* AIM OF THE EXERCISE *
Each line with the word "here" must appear in the answer, copied from the records.

----- TASK MATERIAL

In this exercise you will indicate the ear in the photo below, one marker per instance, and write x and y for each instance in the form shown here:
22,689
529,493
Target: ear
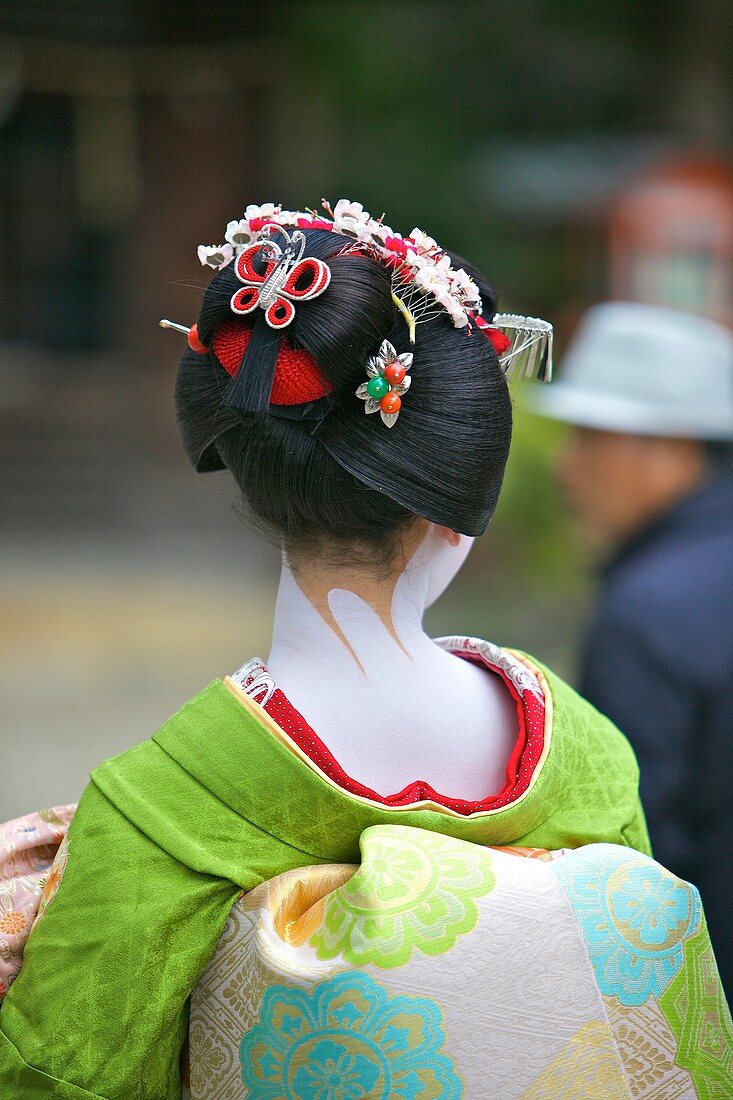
452,538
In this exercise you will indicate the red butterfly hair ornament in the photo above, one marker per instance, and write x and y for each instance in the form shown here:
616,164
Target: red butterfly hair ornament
287,278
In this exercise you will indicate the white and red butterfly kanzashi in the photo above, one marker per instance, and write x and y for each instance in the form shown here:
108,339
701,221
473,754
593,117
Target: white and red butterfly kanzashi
286,278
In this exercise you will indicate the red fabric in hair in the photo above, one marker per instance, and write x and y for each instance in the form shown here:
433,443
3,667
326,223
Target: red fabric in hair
297,378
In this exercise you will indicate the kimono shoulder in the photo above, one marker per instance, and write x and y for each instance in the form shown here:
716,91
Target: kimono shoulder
587,782
156,854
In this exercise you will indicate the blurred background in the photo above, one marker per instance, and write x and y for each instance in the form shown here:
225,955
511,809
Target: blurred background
575,151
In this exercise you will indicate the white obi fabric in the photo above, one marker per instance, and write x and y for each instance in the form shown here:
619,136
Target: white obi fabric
441,969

----------

* SOLUTION FOR THIS PROBLEM *
In this exercise you will indicate the ear in the photo below, one marker per instance, and write x and y for each instance in the form shown here:
In this exercise you will indicate the red butterfly hair ornament in the photo above, one marker per instance, and write x and y for each instance in the form shown here:
In this exercise you will indicate the white and red butterfly kanzashi in the photo above, one marker per instance, and write x and y for each instance in the form shown here:
In this exercise you will indicate the red fabric in hair in the photo above, one marker per instance, and write x and y for each instance in the form shown here:
In this exercise you will indicate the kimono shoulder in the photo above, one marker per instance, and write x and y for each instance in the form shown here:
In this exercise you will indicate the blurred background in the photo above, one marker per instance, and write x and y for each instance in the form shown here:
In this exercise you will indicate the white obi fabric in the photo above, one marker per instance, and write x and y for each instance in the form shown here:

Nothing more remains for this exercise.